Request:
Explain, in one to three sentences, why the wildcard matching page below says that matching a pattern to a text requires replacing the pattern's temporary characters.

** start Page **

Wildcard Matching

Shreya Deep
Last Updated: May 13, 2022

Introduction

Matching two strings means that they both should be equal to each other. If we’re given a pattern, it might be containing a few temporary characters denoted by some symbols, which can be replaced with a single or a bunch of alphabet characters. So to match a pattern with a given text, you need to efficiently replace those temporary characters with suitable characters that can lead to the exact given text.

In this blog, we’ll learn how to solve a problem named wildcard matching where we have to determine whether a pattern can be matched to a given text or not. 

Let’s understand the problem statement in-depth to get a better understanding.

Problem Statement

Given a text and a wildcard pattern, determine whether that pattern can be matched with the text or not. The matching should cover the entire text. Return true if the pattern can be equated to the text otherwise, false. 

Note:   

  • The wildcard pattern can include characters ‘?’ and ‘*.’ 
  • ‘?’: matches any single character.
  • ‘*’: matches any sequence of characters (including the empty line)

** end Page **
** start Dataset rows **

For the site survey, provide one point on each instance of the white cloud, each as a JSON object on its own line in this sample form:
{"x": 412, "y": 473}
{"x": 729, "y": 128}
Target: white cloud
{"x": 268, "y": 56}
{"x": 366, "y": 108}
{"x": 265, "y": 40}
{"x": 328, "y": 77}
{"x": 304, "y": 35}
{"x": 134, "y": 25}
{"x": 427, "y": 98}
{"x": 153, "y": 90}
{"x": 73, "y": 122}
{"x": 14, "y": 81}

** end Dataset rows **
** start Dataset rows **

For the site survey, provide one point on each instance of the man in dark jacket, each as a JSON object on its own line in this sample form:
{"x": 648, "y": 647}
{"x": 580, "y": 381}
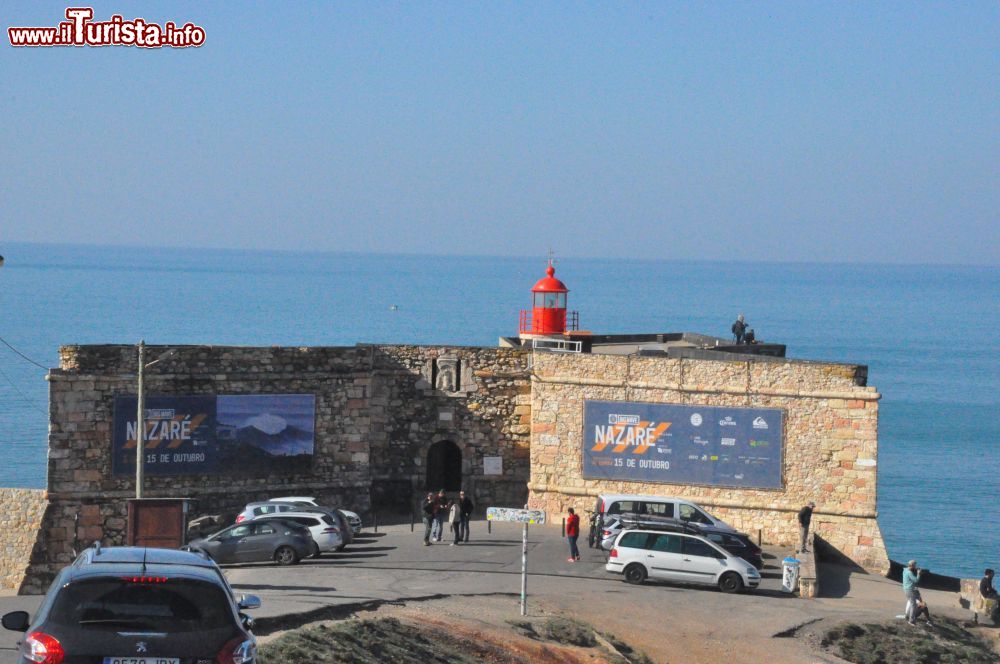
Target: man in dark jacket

** end Dataset rows **

Reply:
Two strings match only when they are equal to each other. A pattern may contain temporary characters, marked by symbols, that can stand for a single character or a bunch of alphabet characters. Those characters must therefore be replaced with suitable ones that produce exactly the given text.